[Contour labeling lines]
=-=-=

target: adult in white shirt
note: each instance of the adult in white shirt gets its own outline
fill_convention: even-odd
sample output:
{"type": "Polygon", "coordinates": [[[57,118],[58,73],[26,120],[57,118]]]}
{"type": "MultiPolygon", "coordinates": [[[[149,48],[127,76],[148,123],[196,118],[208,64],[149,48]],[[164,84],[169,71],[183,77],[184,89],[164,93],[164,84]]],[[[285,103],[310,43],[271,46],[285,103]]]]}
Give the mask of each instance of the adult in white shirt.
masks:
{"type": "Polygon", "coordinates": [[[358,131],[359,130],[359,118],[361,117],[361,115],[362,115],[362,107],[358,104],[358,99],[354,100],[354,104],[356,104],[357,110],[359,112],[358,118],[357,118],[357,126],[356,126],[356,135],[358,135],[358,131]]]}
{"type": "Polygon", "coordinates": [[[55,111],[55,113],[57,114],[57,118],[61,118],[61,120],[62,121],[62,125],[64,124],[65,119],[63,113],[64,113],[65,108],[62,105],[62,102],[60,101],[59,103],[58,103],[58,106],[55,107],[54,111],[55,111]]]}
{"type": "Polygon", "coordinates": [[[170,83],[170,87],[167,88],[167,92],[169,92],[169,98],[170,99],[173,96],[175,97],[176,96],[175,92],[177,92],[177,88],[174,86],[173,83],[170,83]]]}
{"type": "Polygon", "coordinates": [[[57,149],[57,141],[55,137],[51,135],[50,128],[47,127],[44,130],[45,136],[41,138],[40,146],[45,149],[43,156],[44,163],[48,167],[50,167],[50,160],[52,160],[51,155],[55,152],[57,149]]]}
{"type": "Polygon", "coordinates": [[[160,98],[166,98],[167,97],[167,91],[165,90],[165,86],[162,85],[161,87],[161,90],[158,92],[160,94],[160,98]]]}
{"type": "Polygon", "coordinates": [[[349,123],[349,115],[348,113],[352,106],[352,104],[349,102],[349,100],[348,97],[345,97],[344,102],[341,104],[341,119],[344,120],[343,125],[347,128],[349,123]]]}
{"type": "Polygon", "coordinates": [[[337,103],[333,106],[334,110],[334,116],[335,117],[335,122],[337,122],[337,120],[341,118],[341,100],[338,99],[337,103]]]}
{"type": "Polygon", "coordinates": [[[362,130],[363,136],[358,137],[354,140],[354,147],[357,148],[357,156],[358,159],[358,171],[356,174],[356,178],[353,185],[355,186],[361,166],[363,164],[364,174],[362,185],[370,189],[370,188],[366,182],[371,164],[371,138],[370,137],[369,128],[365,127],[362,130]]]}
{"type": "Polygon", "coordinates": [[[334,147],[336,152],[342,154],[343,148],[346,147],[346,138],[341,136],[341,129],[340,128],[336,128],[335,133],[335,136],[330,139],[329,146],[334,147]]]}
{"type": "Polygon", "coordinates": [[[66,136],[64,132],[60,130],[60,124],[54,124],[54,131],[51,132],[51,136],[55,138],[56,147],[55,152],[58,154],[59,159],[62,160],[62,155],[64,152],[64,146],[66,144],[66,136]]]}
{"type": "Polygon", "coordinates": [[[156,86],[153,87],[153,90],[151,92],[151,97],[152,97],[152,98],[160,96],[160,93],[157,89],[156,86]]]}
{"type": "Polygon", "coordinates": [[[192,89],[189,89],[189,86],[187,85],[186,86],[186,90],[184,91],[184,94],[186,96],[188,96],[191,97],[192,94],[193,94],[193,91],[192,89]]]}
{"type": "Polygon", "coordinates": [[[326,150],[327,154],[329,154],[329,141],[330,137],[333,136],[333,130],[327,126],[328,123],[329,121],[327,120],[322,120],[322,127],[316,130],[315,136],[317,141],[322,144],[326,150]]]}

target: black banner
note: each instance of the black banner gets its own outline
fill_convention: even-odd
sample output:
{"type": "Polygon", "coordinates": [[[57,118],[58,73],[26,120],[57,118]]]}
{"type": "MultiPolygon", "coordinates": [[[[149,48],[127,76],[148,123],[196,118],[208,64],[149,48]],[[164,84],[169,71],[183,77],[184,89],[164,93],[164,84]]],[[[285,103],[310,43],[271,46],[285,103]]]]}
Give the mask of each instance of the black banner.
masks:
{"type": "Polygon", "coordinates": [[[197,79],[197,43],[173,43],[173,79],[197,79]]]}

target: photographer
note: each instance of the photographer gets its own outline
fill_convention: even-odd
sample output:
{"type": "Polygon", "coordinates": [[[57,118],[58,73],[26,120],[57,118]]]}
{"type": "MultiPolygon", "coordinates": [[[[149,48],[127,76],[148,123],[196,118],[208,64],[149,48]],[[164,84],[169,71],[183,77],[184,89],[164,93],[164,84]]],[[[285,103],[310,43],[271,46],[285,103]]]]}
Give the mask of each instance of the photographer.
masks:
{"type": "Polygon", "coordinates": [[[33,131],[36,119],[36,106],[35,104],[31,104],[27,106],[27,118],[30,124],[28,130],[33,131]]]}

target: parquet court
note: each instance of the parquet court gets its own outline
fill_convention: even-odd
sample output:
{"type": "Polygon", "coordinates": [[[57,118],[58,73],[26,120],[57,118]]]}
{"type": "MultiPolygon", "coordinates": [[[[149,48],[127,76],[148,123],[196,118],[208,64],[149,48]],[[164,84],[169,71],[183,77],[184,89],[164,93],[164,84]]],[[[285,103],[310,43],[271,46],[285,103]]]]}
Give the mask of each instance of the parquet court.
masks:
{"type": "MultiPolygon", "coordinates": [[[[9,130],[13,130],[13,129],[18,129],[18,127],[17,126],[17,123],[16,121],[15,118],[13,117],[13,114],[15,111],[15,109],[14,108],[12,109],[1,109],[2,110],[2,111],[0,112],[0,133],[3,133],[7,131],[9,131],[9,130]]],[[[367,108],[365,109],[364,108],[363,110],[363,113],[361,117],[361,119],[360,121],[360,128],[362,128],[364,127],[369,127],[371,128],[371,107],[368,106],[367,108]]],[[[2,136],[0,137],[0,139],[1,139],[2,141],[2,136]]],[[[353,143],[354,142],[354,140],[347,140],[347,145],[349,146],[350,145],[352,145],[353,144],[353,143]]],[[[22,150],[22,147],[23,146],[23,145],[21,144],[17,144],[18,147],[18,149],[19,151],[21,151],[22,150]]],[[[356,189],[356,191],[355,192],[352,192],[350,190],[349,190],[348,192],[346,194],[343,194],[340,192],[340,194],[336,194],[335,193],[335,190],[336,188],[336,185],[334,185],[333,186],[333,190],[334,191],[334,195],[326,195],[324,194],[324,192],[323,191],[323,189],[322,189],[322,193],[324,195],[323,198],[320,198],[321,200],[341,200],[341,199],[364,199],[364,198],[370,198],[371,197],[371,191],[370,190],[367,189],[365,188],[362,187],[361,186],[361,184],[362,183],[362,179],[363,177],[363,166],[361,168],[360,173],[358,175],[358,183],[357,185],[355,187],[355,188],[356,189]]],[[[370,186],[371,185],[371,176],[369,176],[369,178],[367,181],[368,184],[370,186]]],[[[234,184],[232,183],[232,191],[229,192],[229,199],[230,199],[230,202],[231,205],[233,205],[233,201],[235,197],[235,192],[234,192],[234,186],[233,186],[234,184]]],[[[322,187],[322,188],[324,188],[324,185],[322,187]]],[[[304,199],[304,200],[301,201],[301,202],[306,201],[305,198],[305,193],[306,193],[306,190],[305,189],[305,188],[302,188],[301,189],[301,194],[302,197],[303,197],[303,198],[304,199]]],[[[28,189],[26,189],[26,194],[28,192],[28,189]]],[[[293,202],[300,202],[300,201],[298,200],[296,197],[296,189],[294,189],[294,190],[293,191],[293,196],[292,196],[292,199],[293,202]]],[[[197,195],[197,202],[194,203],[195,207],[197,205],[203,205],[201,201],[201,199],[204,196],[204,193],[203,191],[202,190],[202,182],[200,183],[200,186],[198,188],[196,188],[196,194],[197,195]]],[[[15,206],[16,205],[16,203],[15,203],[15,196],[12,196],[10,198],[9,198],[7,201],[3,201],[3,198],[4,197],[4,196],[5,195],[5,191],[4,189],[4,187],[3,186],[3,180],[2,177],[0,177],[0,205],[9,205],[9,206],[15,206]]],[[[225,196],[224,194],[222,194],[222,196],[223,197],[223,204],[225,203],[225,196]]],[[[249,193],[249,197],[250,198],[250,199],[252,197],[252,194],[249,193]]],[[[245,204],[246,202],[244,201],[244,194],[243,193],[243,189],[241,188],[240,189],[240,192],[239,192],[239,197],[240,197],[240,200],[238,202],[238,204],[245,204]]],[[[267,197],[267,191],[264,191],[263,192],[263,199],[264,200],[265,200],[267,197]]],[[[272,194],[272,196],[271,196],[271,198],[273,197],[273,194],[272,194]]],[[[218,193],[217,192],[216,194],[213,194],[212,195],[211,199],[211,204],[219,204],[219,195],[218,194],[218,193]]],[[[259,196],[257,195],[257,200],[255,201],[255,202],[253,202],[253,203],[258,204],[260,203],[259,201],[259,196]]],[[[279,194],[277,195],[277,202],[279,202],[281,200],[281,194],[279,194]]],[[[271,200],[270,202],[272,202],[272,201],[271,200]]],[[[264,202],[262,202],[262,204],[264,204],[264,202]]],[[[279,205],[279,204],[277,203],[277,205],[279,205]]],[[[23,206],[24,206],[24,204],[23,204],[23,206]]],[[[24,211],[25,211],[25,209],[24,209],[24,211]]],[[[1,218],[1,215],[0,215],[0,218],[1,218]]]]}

=-=-=

• PROBLEM DESCRIPTION: Can you format the lines as a Markdown table with the columns Row and Line, starting at the first line and ending at the line containing "Give the mask of each instance of the adult", leaving out any blank lines?

• EXERCISE SOLUTION:
| Row | Line |
|---|---|
| 1 | target: adult in white shirt |
| 2 | note: each instance of the adult in white shirt gets its own outline |
| 3 | fill_convention: even-odd |
| 4 | sample output: |
| 5 | {"type": "Polygon", "coordinates": [[[57,118],[58,73],[26,120],[57,118]]]} |
| 6 | {"type": "MultiPolygon", "coordinates": [[[[149,48],[127,76],[148,123],[196,118],[208,64],[149,48]],[[164,84],[169,71],[183,77],[184,89],[164,93],[164,84]]],[[[285,103],[310,43],[271,46],[285,103]]]]} |
| 7 | Give the mask of each instance of the adult in white shirt. |